WORK TO COMPLETE: Retype the material that follows, keeping every word as it is.

RECORDS SHOWN:
____________________
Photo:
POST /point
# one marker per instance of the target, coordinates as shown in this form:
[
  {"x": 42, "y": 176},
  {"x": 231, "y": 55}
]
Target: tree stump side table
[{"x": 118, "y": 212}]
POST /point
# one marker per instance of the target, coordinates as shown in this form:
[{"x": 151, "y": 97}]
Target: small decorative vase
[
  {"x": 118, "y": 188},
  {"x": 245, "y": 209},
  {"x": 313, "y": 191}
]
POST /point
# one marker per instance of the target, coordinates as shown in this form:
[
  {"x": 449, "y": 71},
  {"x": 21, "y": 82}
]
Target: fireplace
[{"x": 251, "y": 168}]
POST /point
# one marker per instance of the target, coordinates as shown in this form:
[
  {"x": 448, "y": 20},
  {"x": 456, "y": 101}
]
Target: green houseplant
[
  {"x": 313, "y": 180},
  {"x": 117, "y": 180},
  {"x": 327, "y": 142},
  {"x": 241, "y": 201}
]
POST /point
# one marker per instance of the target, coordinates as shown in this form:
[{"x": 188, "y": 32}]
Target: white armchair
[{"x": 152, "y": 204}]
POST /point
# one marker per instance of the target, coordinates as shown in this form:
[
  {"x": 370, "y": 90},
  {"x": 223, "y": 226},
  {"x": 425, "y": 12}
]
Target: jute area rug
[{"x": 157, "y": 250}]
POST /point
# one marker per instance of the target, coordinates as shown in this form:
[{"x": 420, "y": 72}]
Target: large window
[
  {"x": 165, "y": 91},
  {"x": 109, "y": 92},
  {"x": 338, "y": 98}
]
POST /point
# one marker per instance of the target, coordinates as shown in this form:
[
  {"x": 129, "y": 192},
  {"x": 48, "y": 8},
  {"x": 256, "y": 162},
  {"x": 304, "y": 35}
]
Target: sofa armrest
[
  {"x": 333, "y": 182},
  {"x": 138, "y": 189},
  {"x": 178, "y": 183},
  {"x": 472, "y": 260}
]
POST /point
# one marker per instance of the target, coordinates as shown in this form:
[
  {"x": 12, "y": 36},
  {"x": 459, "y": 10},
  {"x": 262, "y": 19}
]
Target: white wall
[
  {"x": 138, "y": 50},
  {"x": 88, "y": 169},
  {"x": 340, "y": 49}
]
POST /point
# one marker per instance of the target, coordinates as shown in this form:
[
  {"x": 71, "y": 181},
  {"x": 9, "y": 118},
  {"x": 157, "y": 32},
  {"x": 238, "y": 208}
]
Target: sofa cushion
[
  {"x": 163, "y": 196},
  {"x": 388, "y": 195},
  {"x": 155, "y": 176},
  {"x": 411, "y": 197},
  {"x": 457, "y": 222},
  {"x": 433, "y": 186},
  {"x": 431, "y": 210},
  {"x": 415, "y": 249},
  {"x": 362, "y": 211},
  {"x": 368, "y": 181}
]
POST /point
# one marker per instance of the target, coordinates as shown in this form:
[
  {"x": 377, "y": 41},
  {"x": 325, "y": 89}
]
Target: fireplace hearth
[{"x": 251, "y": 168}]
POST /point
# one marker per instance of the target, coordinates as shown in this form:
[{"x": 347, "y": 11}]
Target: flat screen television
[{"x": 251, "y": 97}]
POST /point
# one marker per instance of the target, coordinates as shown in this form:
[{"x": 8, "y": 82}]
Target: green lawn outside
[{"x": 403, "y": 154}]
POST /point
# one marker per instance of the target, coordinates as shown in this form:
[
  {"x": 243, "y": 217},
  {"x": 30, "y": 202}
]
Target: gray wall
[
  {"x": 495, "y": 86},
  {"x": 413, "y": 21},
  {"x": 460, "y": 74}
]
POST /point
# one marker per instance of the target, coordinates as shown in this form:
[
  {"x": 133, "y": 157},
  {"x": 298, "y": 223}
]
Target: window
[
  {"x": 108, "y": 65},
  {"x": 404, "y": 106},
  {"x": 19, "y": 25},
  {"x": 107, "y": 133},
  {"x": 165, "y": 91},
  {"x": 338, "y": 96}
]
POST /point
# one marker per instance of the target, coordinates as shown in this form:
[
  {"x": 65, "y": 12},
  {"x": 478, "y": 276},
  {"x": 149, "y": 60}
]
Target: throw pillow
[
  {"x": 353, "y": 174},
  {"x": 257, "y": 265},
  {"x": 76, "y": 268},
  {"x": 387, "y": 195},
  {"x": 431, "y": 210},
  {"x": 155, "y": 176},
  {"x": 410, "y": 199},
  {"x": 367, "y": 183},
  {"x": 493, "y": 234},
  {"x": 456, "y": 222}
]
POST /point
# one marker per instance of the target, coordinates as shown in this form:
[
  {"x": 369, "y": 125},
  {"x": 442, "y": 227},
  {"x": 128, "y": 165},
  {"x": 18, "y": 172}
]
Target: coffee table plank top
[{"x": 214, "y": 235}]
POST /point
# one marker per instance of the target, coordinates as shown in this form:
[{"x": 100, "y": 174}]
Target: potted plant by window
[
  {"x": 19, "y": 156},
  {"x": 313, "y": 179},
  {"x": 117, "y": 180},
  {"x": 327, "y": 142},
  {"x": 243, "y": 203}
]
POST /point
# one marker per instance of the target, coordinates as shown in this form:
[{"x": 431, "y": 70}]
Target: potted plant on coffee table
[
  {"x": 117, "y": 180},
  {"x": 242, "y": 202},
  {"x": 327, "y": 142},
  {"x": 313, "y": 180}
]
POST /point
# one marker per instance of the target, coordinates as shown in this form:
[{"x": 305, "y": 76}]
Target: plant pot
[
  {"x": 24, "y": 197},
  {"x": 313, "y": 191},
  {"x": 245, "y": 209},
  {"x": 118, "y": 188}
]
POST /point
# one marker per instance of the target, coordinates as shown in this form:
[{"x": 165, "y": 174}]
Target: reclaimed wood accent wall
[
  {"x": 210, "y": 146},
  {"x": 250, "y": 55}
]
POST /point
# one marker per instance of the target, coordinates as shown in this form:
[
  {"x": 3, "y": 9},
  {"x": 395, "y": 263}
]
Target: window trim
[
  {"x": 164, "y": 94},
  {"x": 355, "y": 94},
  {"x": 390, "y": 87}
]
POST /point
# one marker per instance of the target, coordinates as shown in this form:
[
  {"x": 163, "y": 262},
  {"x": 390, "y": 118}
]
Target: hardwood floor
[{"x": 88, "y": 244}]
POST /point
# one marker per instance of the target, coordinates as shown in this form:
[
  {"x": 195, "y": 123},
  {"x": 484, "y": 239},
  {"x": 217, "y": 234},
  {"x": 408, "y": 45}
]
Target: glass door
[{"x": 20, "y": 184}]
____________________
RESULT OF THIS EXERCISE:
Photo:
POST /point
# one marker per instance of the target, coordinates as shown in this form:
[
  {"x": 42, "y": 176},
  {"x": 231, "y": 55}
]
Target: tree stump side table
[{"x": 118, "y": 212}]
POST /point
# one marker per instance of the target, coordinates as shown in this form:
[{"x": 151, "y": 97}]
Target: small decorative vase
[
  {"x": 118, "y": 188},
  {"x": 245, "y": 209},
  {"x": 313, "y": 191}
]
POST /point
# one marker per instance of the target, coordinates as shown in this form:
[
  {"x": 449, "y": 71},
  {"x": 21, "y": 82}
]
Target: fireplace
[{"x": 251, "y": 168}]
POST /point
# one marker per instance of the target, coordinates as shown in this form:
[
  {"x": 448, "y": 20},
  {"x": 456, "y": 101}
]
Target: green houseplant
[
  {"x": 313, "y": 180},
  {"x": 117, "y": 180},
  {"x": 327, "y": 142},
  {"x": 241, "y": 201}
]
POST /point
# one marker per instance of the target, coordinates as shown in this form:
[{"x": 188, "y": 32}]
Target: white armchair
[{"x": 152, "y": 204}]
POST /point
# one marker per instance of the target, coordinates as shown in this form:
[
  {"x": 370, "y": 90},
  {"x": 223, "y": 226},
  {"x": 425, "y": 12}
]
Target: jute area rug
[{"x": 157, "y": 250}]
POST /point
# one marker per instance of the target, coordinates as shown in this form:
[{"x": 420, "y": 72}]
Target: large window
[
  {"x": 165, "y": 91},
  {"x": 109, "y": 92},
  {"x": 338, "y": 98}
]
POST /point
# one marker per instance of the target, coordinates as shown in this form:
[
  {"x": 129, "y": 192},
  {"x": 48, "y": 8},
  {"x": 256, "y": 162},
  {"x": 304, "y": 35}
]
Target: sofa armrest
[
  {"x": 333, "y": 182},
  {"x": 138, "y": 189},
  {"x": 178, "y": 183},
  {"x": 472, "y": 260}
]
POST /point
# one marker per instance of the target, coordinates as shown in this form:
[
  {"x": 12, "y": 36},
  {"x": 459, "y": 10},
  {"x": 262, "y": 19}
]
Target: white wall
[
  {"x": 138, "y": 50},
  {"x": 88, "y": 169},
  {"x": 340, "y": 49}
]
POST /point
# one marker per instance of the target, coordinates as shown in this form:
[
  {"x": 71, "y": 181},
  {"x": 9, "y": 118},
  {"x": 157, "y": 32},
  {"x": 238, "y": 208}
]
Target: sofa cushion
[
  {"x": 163, "y": 196},
  {"x": 388, "y": 195},
  {"x": 155, "y": 176},
  {"x": 411, "y": 197},
  {"x": 457, "y": 222},
  {"x": 433, "y": 186},
  {"x": 431, "y": 210},
  {"x": 415, "y": 249},
  {"x": 362, "y": 211},
  {"x": 368, "y": 181}
]
POST /point
# one marker per instance of the target, coordinates as shown in this form:
[
  {"x": 377, "y": 41},
  {"x": 325, "y": 89}
]
Target: fireplace hearth
[{"x": 251, "y": 168}]
POST /point
# one marker per instance of the target, coordinates as shown in this form:
[{"x": 347, "y": 11}]
Target: flat screen television
[{"x": 251, "y": 97}]
POST /point
# one marker per instance of the target, coordinates as shown in this form:
[{"x": 8, "y": 82}]
Target: green lawn outside
[{"x": 403, "y": 154}]
POST /point
# one marker per instance of the target, coordinates as shown in this form:
[
  {"x": 243, "y": 217},
  {"x": 30, "y": 202}
]
Target: gray wall
[
  {"x": 495, "y": 86},
  {"x": 413, "y": 21},
  {"x": 460, "y": 74}
]
POST /point
# one marker per instance of the target, coordinates as shown in this form:
[
  {"x": 133, "y": 157},
  {"x": 298, "y": 223}
]
Target: window
[
  {"x": 108, "y": 65},
  {"x": 404, "y": 106},
  {"x": 19, "y": 25},
  {"x": 107, "y": 133},
  {"x": 165, "y": 91},
  {"x": 338, "y": 96}
]
POST /point
# one marker per instance of the target, coordinates as shown in this form:
[
  {"x": 65, "y": 12},
  {"x": 478, "y": 276},
  {"x": 149, "y": 60}
]
Target: throw pillow
[
  {"x": 353, "y": 174},
  {"x": 257, "y": 265},
  {"x": 76, "y": 268},
  {"x": 387, "y": 195},
  {"x": 431, "y": 210},
  {"x": 155, "y": 176},
  {"x": 410, "y": 199},
  {"x": 367, "y": 183},
  {"x": 493, "y": 234},
  {"x": 456, "y": 222}
]
POST /point
# one marker per instance of the target, coordinates as shown in this form:
[
  {"x": 369, "y": 125},
  {"x": 442, "y": 227},
  {"x": 128, "y": 165},
  {"x": 18, "y": 172}
]
Target: coffee table plank top
[{"x": 214, "y": 235}]
POST /point
# one marker per instance of the target, coordinates as shown in this form:
[{"x": 100, "y": 174}]
Target: potted plant by window
[
  {"x": 19, "y": 156},
  {"x": 313, "y": 179},
  {"x": 117, "y": 180},
  {"x": 327, "y": 142},
  {"x": 243, "y": 203}
]
POST /point
# one marker per instance of the target, coordinates as shown in this form:
[{"x": 431, "y": 70}]
Target: potted plant on coffee table
[
  {"x": 117, "y": 180},
  {"x": 242, "y": 202},
  {"x": 327, "y": 142},
  {"x": 313, "y": 180}
]
POST /point
# one marker per instance of the target, coordinates as shown in this form:
[{"x": 305, "y": 76}]
Target: plant pot
[
  {"x": 24, "y": 197},
  {"x": 313, "y": 191},
  {"x": 245, "y": 209},
  {"x": 118, "y": 188}
]
POST /point
# one marker per instance of the target, coordinates as shown in this form:
[{"x": 165, "y": 174}]
Target: reclaimed wood accent wall
[
  {"x": 210, "y": 146},
  {"x": 250, "y": 55}
]
POST /point
# one marker per instance of the target, coordinates as shown in this form:
[
  {"x": 3, "y": 9},
  {"x": 395, "y": 263}
]
Target: window trim
[
  {"x": 164, "y": 94},
  {"x": 355, "y": 94},
  {"x": 390, "y": 87}
]
POST /point
# one marker per instance of the target, coordinates as shown in this form:
[
  {"x": 163, "y": 262},
  {"x": 390, "y": 118}
]
Target: hardwood floor
[{"x": 88, "y": 244}]
POST /point
# one marker per instance of the target, coordinates as shown in this form:
[
  {"x": 195, "y": 123},
  {"x": 484, "y": 239},
  {"x": 217, "y": 234},
  {"x": 408, "y": 45}
]
Target: glass door
[{"x": 20, "y": 184}]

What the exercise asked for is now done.